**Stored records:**
=== Begin Enclosure ===
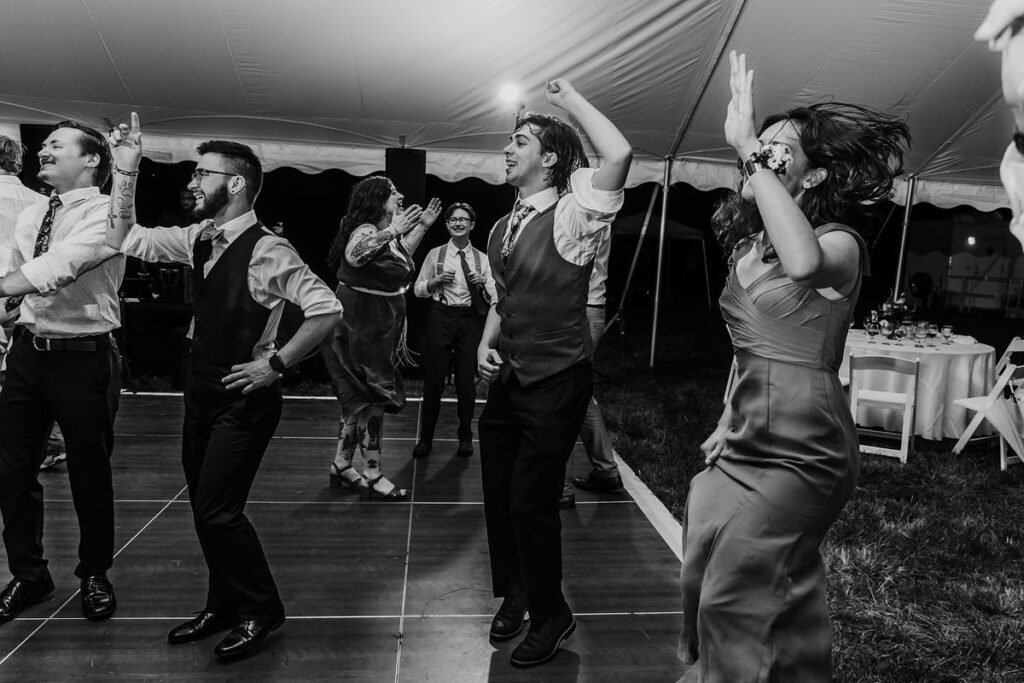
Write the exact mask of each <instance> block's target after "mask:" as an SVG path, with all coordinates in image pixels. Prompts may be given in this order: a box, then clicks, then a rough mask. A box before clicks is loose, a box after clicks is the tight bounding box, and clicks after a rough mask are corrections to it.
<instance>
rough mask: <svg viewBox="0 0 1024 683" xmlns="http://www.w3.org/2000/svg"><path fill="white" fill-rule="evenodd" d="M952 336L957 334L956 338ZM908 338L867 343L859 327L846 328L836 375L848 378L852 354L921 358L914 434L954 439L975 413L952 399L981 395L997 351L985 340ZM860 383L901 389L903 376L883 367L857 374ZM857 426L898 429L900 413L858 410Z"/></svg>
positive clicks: (873, 410) (904, 385)
mask: <svg viewBox="0 0 1024 683" xmlns="http://www.w3.org/2000/svg"><path fill="white" fill-rule="evenodd" d="M954 339H955V337H954ZM913 344H914V342H913V341H912V340H910V339H909V338H908V339H904V340H903V343H902V344H897V343H896V342H895V341H889V343H888V344H885V343H883V339H882V336H881V335H879V336H878V337H876V338H874V341H873V342H868V339H867V334H866V333H865V332H864V331H863V330H850V336H849V337H848V338H847V341H846V351H845V352H844V354H843V366H842V367H841V368H840V371H839V375H840V377H842V378H844V379H849V378H850V354H851V353H854V354H856V355H890V356H896V357H898V358H907V359H909V360H913V359H914V358H920V359H921V371H920V375H919V378H918V414H916V419H915V420H914V434H916V435H918V436H923V437H924V438H930V439H940V438H958V437H959V435H961V434H962V433H963V432H964V429H965V428H966V427H967V425H968V423H969V422H970V421H971V418H972V417H974V413H973V412H971V411H968V410H967V409H965V408H962V407H959V405H956V404H955V403H953V400H955V399H956V398H967V397H969V396H983V395H985V394H987V393H988V392H989V390H990V389H991V387H992V384H993V383H994V382H995V370H994V369H995V349H994V348H992V347H991V346H989V345H988V344H978V343H973V344H957V343H951V344H943V340H942V338H941V337H937V338H936V340H935V341H934V342H926V344H934V345H926V346H925V348H916V347H915V346H914V345H913ZM858 375H859V376H860V378H861V381H862V385H861V386H862V387H863V388H865V389H877V390H880V391H902V390H903V388H904V387H905V385H906V382H907V378H906V377H905V376H903V375H897V374H896V373H888V372H885V371H874V370H869V371H864V372H863V373H862V374H859V373H858ZM859 413H860V414H859V415H858V417H857V424H858V425H861V426H863V427H882V428H884V429H887V430H892V431H899V430H900V429H901V424H902V423H901V420H902V415H901V414H900V413H899V412H898V411H885V410H880V409H873V408H871V409H867V408H861V409H860V410H859ZM982 427H983V428H982V429H979V430H978V433H979V434H982V433H986V432H985V428H987V425H984V424H983V425H982Z"/></svg>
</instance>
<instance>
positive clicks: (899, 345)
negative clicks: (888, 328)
mask: <svg viewBox="0 0 1024 683" xmlns="http://www.w3.org/2000/svg"><path fill="white" fill-rule="evenodd" d="M907 327H908V326H906V325H900V326H899V327H897V328H896V329H895V330H893V334H894V335H896V345H897V346H902V345H903V338H904V337H906V329H907Z"/></svg>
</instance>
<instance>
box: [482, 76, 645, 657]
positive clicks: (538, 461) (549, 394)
=== End Enclosure ===
**PROBLEM DESCRIPTION:**
Return every entry word for word, minus the pictures.

**ANSWER TO THE EXERCISE:**
Write the exact mask of each <instance> block's target after "mask:" as an SVG path, with all coordinates in image pixels. Prompts may be given in this order: a box, then clicks, then a rough mask. A box before clicks is loose, a box after clicks is the tight bounding box, and clicks after a rough mask are corrections to it.
<instance>
rough mask: <svg viewBox="0 0 1024 683" xmlns="http://www.w3.org/2000/svg"><path fill="white" fill-rule="evenodd" d="M952 336L957 334L956 338ZM908 338L867 343L859 327L846 328L836 375L848 378L852 354L921 358L914 434L954 439L975 413L952 399L981 395L997 351L985 340ZM860 383L901 389L903 376L883 367L857 374ZM857 426L898 429L900 413L858 410Z"/></svg>
positive clicks: (873, 410) (904, 385)
mask: <svg viewBox="0 0 1024 683" xmlns="http://www.w3.org/2000/svg"><path fill="white" fill-rule="evenodd" d="M954 339H955V337H954ZM913 344H914V342H913V341H912V340H910V339H909V338H908V339H904V340H903V343H902V344H897V343H896V342H895V341H889V343H888V344H885V343H883V339H882V336H881V335H879V336H878V337H876V338H874V341H873V342H868V339H867V334H866V333H865V332H864V331H863V330H850V336H849V337H848V338H847V341H846V351H845V352H844V354H843V366H842V367H841V368H840V371H839V375H840V377H842V378H844V379H849V378H850V354H851V353H854V354H856V355H890V356H896V357H898V358H907V359H909V360H913V359H914V358H920V359H921V371H920V375H919V378H918V414H916V419H915V420H914V434H916V435H918V436H923V437H924V438H930V439H940V438H958V437H959V435H961V434H962V433H963V432H964V429H965V428H966V427H967V425H968V423H969V422H970V421H971V418H972V417H974V413H973V412H971V411H968V410H967V409H965V408H962V407H959V405H956V404H955V403H953V400H955V399H956V398H967V397H969V396H983V395H985V394H987V393H988V392H989V390H990V389H991V387H992V384H993V383H994V382H995V370H994V369H995V349H994V348H992V347H991V346H989V345H988V344H978V343H973V344H957V343H951V344H943V340H942V338H941V337H937V338H936V340H935V341H934V342H926V344H934V345H926V346H925V348H916V347H915V346H914V345H913ZM858 375H859V376H860V378H861V381H862V385H861V386H862V387H863V388H865V389H877V390H880V391H902V390H903V388H904V387H905V385H906V382H907V378H906V377H905V376H903V375H897V374H896V373H888V372H885V371H874V370H869V371H864V372H863V373H862V374H859V373H858ZM859 413H860V414H859V415H858V417H857V424H858V425H861V426H863V427H882V428H884V429H887V430H892V431H899V430H900V429H901V424H902V423H901V420H902V415H901V414H900V413H899V412H898V411H885V410H880V409H873V408H871V409H867V408H861V409H860V410H859ZM982 427H983V428H982V429H979V430H978V433H979V434H982V433H986V432H985V428H987V425H984V424H983V425H982Z"/></svg>
</instance>
<instance>
positive clicks: (899, 345)
negative clicks: (888, 328)
mask: <svg viewBox="0 0 1024 683" xmlns="http://www.w3.org/2000/svg"><path fill="white" fill-rule="evenodd" d="M907 327H908V326H906V325H900V326H899V327H897V328H896V329H895V330H893V334H894V335H896V345H897V346H902V345H903V338H904V337H906V329H907Z"/></svg>
</instance>
<instance>
box: [482, 76, 645, 657]
positive clicks: (538, 461) (549, 394)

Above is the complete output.